Problem >> When you write out the listing, keep each word exactly as it stands but include none of its images.
BEGIN
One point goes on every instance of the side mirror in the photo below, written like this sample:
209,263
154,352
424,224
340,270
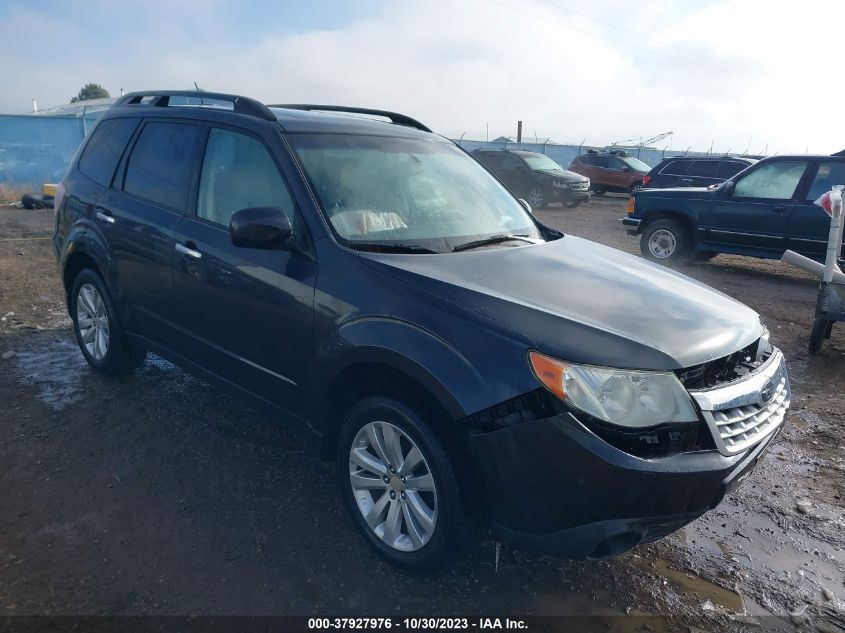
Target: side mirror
260,227
527,206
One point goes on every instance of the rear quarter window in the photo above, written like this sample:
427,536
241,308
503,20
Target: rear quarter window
676,168
159,168
105,147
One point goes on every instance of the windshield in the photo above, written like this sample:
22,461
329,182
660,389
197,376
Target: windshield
636,164
411,194
539,161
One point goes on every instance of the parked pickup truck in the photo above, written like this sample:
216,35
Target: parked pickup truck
760,212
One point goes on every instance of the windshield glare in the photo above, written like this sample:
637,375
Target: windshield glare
407,192
538,161
636,164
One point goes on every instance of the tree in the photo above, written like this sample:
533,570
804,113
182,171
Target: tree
91,91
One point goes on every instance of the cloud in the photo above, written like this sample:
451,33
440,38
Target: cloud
570,70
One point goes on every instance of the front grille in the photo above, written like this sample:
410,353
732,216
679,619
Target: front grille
740,427
744,412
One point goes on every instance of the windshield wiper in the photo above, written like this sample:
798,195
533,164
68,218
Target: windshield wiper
379,247
493,239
END
Task solution >>
One point goes on every instance of the side mirror in the photo below, written like this sample:
209,263
154,352
424,224
340,270
Target: side mirror
260,227
527,206
One point goes on every instance of the rear quarter window in the photo above, written like this sample:
427,536
241,308
503,20
Target: rear quarter window
676,168
159,168
105,147
One point goes on every instance of the windshield in the photo above, written like this sample:
22,461
329,182
660,389
197,376
Target: windshield
636,164
411,194
539,161
One point goes on every instance of the parked pickup truck in the photo above, written like this sample:
216,35
Target: parked pickup truck
760,212
One point goes on every instance of the windshield glare in the photo above, written like this sample:
637,375
Target: windshield glare
407,192
538,161
636,164
One point goes on every instance of the tree in the photo above, written like this sample:
533,570
804,113
182,171
Target: tree
91,91
One point goes on every instance of the cloud in the photo above, written like this sample:
451,33
440,38
Target: cloud
570,70
One point goes on every instance of the front grille in the photo above, written like this sample:
410,353
732,216
679,619
Target: front grille
740,427
744,412
One point goes on every instance of the windshield wiper in the photo above, written like this sample:
798,195
533,164
68,218
Target: windshield wiper
379,247
493,239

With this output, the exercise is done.